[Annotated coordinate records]
* * *

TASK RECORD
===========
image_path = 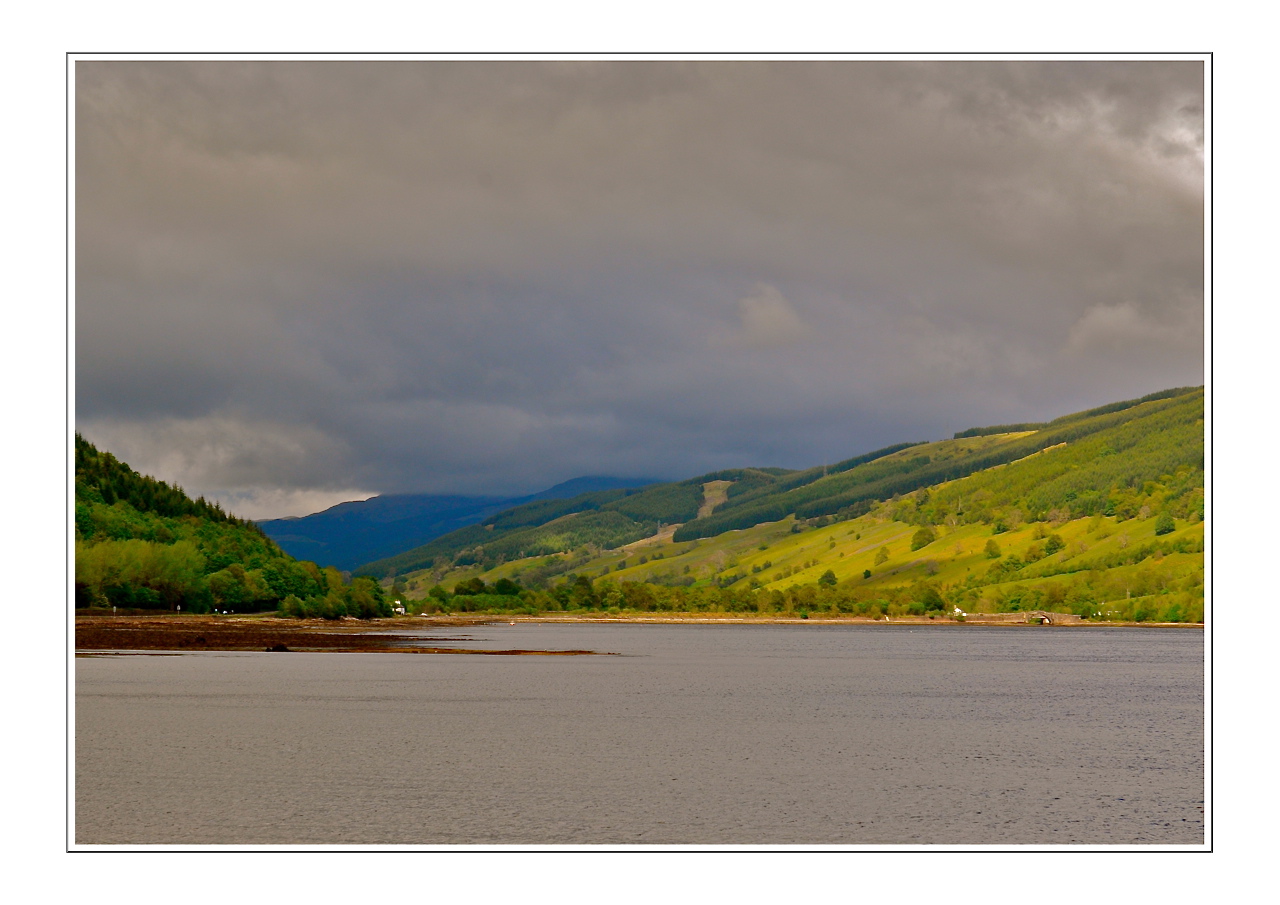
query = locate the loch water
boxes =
[73,623,1206,847]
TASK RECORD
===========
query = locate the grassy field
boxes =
[381,390,1204,621]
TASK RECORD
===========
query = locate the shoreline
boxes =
[74,613,1204,657]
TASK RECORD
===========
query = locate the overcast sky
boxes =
[74,61,1204,518]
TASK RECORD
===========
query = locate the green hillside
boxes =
[74,434,390,617]
[386,388,1204,621]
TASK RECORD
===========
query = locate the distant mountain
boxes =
[356,387,1203,579]
[257,476,653,570]
[76,434,392,618]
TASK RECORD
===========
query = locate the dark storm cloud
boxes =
[76,61,1203,516]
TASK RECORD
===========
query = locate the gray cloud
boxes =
[76,61,1204,516]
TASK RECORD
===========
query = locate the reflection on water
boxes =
[76,623,1204,846]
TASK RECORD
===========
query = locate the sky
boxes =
[73,60,1204,518]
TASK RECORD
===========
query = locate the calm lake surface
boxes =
[74,623,1204,847]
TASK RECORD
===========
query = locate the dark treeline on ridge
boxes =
[74,434,390,618]
[74,388,1204,622]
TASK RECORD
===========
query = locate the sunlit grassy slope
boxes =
[386,389,1203,619]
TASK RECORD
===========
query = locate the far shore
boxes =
[76,611,1204,655]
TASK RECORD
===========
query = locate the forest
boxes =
[74,388,1204,622]
[74,434,392,618]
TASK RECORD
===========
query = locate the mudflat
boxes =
[76,616,595,655]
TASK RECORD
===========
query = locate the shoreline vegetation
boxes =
[76,612,1204,655]
[74,388,1206,629]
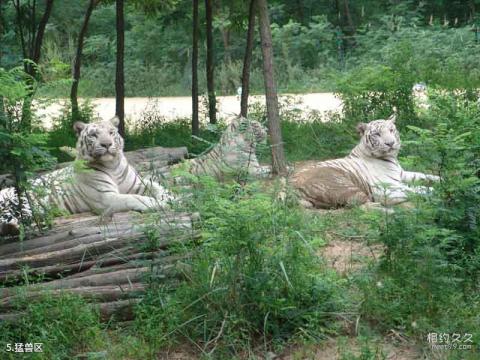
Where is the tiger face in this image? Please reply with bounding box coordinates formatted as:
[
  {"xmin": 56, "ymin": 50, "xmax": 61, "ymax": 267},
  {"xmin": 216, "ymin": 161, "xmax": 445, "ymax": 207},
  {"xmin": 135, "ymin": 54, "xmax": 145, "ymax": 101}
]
[
  {"xmin": 73, "ymin": 116, "xmax": 123, "ymax": 163},
  {"xmin": 357, "ymin": 114, "xmax": 401, "ymax": 158}
]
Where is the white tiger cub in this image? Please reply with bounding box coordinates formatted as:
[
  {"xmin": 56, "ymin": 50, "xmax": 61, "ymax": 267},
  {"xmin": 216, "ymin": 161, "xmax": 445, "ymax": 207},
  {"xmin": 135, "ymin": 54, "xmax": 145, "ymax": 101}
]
[
  {"xmin": 182, "ymin": 116, "xmax": 270, "ymax": 181},
  {"xmin": 292, "ymin": 114, "xmax": 440, "ymax": 208},
  {"xmin": 0, "ymin": 117, "xmax": 173, "ymax": 235}
]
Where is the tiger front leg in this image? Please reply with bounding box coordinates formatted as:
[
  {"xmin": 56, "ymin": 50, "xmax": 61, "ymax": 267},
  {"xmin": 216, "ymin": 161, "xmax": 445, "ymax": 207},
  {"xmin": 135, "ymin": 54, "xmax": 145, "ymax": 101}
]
[{"xmin": 401, "ymin": 171, "xmax": 440, "ymax": 182}]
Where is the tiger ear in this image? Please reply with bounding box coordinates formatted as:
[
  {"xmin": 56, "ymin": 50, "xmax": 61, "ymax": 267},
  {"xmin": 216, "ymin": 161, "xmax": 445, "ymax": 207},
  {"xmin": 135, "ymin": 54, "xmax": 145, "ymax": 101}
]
[
  {"xmin": 73, "ymin": 121, "xmax": 87, "ymax": 136},
  {"xmin": 110, "ymin": 115, "xmax": 120, "ymax": 127},
  {"xmin": 357, "ymin": 123, "xmax": 367, "ymax": 135}
]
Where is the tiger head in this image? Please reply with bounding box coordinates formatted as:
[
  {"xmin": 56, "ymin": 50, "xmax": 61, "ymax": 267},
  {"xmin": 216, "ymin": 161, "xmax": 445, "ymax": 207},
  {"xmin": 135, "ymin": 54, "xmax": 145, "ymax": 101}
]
[
  {"xmin": 357, "ymin": 114, "xmax": 401, "ymax": 159},
  {"xmin": 230, "ymin": 116, "xmax": 267, "ymax": 145},
  {"xmin": 73, "ymin": 116, "xmax": 123, "ymax": 163}
]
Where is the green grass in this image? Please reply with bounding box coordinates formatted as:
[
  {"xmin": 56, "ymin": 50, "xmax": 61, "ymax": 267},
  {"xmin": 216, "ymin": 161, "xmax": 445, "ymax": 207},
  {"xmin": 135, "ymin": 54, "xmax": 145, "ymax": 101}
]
[{"xmin": 0, "ymin": 294, "xmax": 104, "ymax": 360}]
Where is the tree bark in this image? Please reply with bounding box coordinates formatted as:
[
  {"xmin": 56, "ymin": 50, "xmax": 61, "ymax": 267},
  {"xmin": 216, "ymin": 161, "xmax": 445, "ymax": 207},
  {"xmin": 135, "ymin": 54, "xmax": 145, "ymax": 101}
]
[
  {"xmin": 115, "ymin": 0, "xmax": 125, "ymax": 137},
  {"xmin": 32, "ymin": 0, "xmax": 53, "ymax": 64},
  {"xmin": 256, "ymin": 0, "xmax": 287, "ymax": 175},
  {"xmin": 192, "ymin": 0, "xmax": 200, "ymax": 136},
  {"xmin": 205, "ymin": 0, "xmax": 217, "ymax": 124},
  {"xmin": 70, "ymin": 0, "xmax": 96, "ymax": 121},
  {"xmin": 240, "ymin": 0, "xmax": 256, "ymax": 117},
  {"xmin": 12, "ymin": 0, "xmax": 53, "ymax": 131}
]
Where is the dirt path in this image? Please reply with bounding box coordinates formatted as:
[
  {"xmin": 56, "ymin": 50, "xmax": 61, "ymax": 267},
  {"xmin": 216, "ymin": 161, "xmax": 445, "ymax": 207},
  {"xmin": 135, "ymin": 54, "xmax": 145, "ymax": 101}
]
[{"xmin": 37, "ymin": 93, "xmax": 342, "ymax": 129}]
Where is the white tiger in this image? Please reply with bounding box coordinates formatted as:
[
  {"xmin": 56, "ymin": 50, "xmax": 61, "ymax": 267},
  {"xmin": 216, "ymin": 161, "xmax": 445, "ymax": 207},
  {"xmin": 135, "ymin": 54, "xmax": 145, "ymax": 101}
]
[
  {"xmin": 180, "ymin": 117, "xmax": 270, "ymax": 180},
  {"xmin": 0, "ymin": 117, "xmax": 173, "ymax": 235},
  {"xmin": 292, "ymin": 114, "xmax": 439, "ymax": 208}
]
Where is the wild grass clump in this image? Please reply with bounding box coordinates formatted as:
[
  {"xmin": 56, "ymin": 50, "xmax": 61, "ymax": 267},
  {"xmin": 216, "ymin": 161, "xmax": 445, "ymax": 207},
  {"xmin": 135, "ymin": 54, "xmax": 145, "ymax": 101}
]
[
  {"xmin": 137, "ymin": 179, "xmax": 342, "ymax": 358},
  {"xmin": 0, "ymin": 294, "xmax": 103, "ymax": 360}
]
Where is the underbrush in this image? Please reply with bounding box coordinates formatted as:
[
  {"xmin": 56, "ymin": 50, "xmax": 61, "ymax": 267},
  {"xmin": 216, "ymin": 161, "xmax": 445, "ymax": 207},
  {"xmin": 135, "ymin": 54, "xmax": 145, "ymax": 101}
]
[
  {"xmin": 0, "ymin": 294, "xmax": 104, "ymax": 360},
  {"xmin": 350, "ymin": 94, "xmax": 480, "ymax": 359},
  {"xmin": 136, "ymin": 178, "xmax": 345, "ymax": 358}
]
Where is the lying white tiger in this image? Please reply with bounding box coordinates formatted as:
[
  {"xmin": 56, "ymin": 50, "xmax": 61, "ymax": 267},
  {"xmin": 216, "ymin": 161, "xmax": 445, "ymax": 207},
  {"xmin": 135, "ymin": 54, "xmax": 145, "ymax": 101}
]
[
  {"xmin": 0, "ymin": 117, "xmax": 173, "ymax": 235},
  {"xmin": 174, "ymin": 117, "xmax": 270, "ymax": 181},
  {"xmin": 292, "ymin": 115, "xmax": 439, "ymax": 208}
]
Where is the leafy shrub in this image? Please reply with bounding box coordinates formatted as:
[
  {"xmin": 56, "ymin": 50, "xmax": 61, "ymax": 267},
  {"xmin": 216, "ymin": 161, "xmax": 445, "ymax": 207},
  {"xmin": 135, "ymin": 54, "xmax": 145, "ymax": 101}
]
[
  {"xmin": 359, "ymin": 94, "xmax": 480, "ymax": 343},
  {"xmin": 138, "ymin": 178, "xmax": 341, "ymax": 358}
]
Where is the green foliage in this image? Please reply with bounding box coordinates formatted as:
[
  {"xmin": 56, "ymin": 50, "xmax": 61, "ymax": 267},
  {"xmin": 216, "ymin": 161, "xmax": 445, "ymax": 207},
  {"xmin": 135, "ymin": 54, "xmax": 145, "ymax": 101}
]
[
  {"xmin": 138, "ymin": 178, "xmax": 341, "ymax": 358},
  {"xmin": 0, "ymin": 294, "xmax": 103, "ymax": 359},
  {"xmin": 358, "ymin": 94, "xmax": 480, "ymax": 344}
]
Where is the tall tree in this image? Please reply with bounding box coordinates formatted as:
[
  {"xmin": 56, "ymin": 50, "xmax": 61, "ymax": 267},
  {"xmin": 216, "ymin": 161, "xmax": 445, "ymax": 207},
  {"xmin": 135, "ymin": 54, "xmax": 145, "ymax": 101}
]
[
  {"xmin": 240, "ymin": 0, "xmax": 256, "ymax": 117},
  {"xmin": 205, "ymin": 0, "xmax": 217, "ymax": 124},
  {"xmin": 12, "ymin": 0, "xmax": 53, "ymax": 78},
  {"xmin": 256, "ymin": 0, "xmax": 287, "ymax": 175},
  {"xmin": 115, "ymin": 0, "xmax": 125, "ymax": 137},
  {"xmin": 192, "ymin": 0, "xmax": 200, "ymax": 135},
  {"xmin": 70, "ymin": 0, "xmax": 98, "ymax": 121},
  {"xmin": 12, "ymin": 0, "xmax": 53, "ymax": 131}
]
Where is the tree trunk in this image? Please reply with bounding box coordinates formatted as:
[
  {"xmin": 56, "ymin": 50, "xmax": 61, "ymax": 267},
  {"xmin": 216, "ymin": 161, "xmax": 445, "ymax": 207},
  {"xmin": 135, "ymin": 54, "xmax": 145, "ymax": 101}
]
[
  {"xmin": 70, "ymin": 0, "xmax": 96, "ymax": 121},
  {"xmin": 256, "ymin": 0, "xmax": 287, "ymax": 175},
  {"xmin": 222, "ymin": 27, "xmax": 232, "ymax": 64},
  {"xmin": 205, "ymin": 0, "xmax": 217, "ymax": 124},
  {"xmin": 343, "ymin": 0, "xmax": 356, "ymax": 36},
  {"xmin": 13, "ymin": 0, "xmax": 53, "ymax": 131},
  {"xmin": 192, "ymin": 0, "xmax": 200, "ymax": 136},
  {"xmin": 240, "ymin": 0, "xmax": 256, "ymax": 117},
  {"xmin": 115, "ymin": 0, "xmax": 125, "ymax": 137},
  {"xmin": 32, "ymin": 0, "xmax": 53, "ymax": 64}
]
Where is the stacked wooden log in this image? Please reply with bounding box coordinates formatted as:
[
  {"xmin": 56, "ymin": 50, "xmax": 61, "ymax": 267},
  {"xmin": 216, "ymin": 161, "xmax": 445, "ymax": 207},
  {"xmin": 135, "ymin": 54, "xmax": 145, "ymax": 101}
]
[{"xmin": 0, "ymin": 148, "xmax": 199, "ymax": 320}]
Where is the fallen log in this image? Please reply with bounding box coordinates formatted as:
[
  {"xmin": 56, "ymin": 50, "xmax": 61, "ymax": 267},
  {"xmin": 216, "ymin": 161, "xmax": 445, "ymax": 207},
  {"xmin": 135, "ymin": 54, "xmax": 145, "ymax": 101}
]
[
  {"xmin": 0, "ymin": 298, "xmax": 140, "ymax": 323},
  {"xmin": 0, "ymin": 212, "xmax": 198, "ymax": 259},
  {"xmin": 94, "ymin": 299, "xmax": 140, "ymax": 322}
]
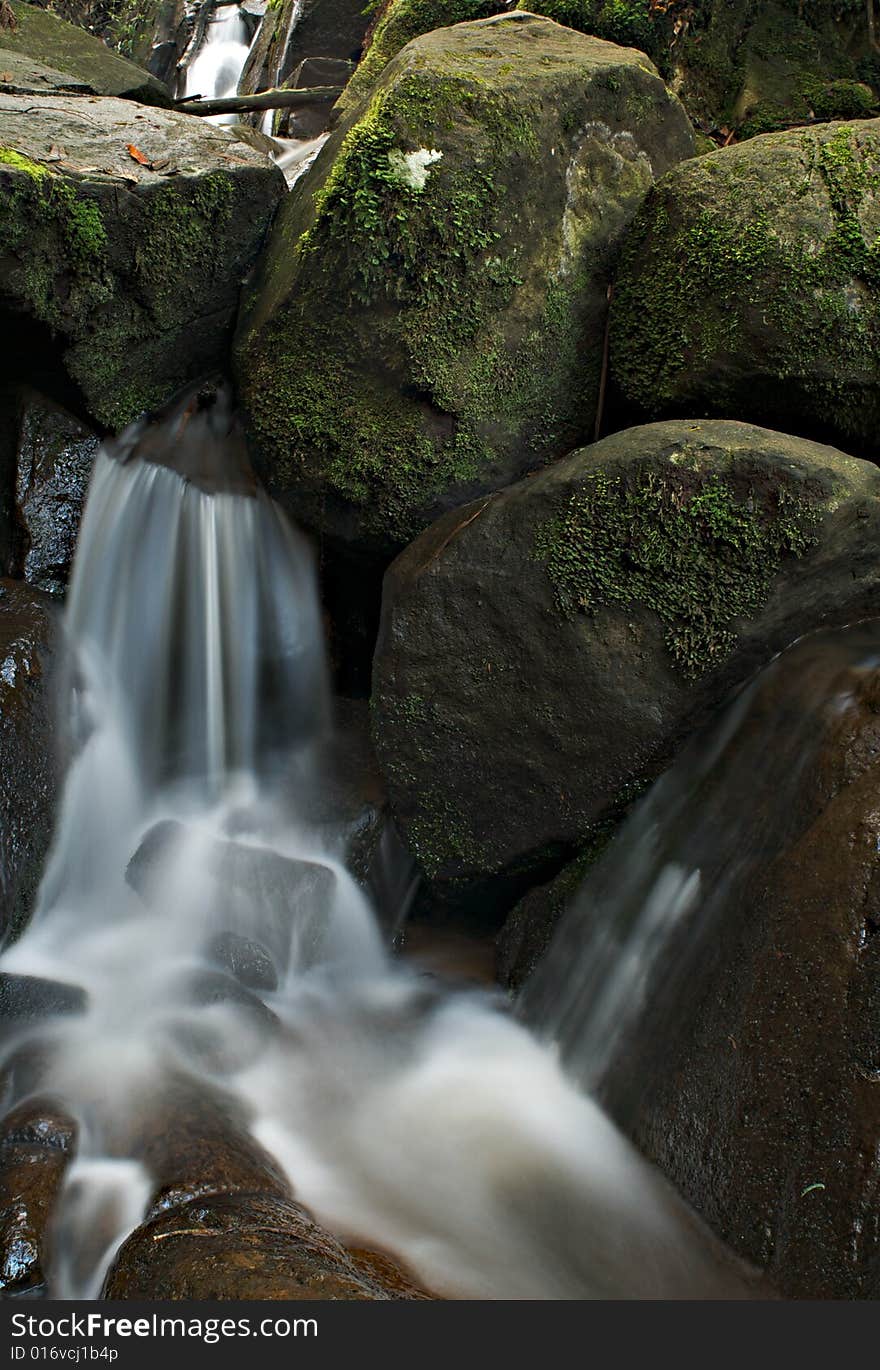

* * *

What you have to do -
Which lines above contain the word "tiger"? Select every one of them and copy each in full.

Task response -
Where is the tiger face in this image? Please reply with bounding box coordinates formatted as:
Where is the white tiger cub in this image? Please reply with bounding box coordinates formatted as:
Where is the tiger front leg in this image? Please reply with bounding box coordinates formatted as:
Where is the tiger ear in this image? Please reply with bounding box coordinates formatted as:
Where is the tiger head in this image? Please reply with bounding box coordinates formatted as:
Where is the white tiger in this image? Please reply with bounding box coordinates formatted as:
Where is the lying white tiger in this image? Please reply with bounding box coordinates formatted as:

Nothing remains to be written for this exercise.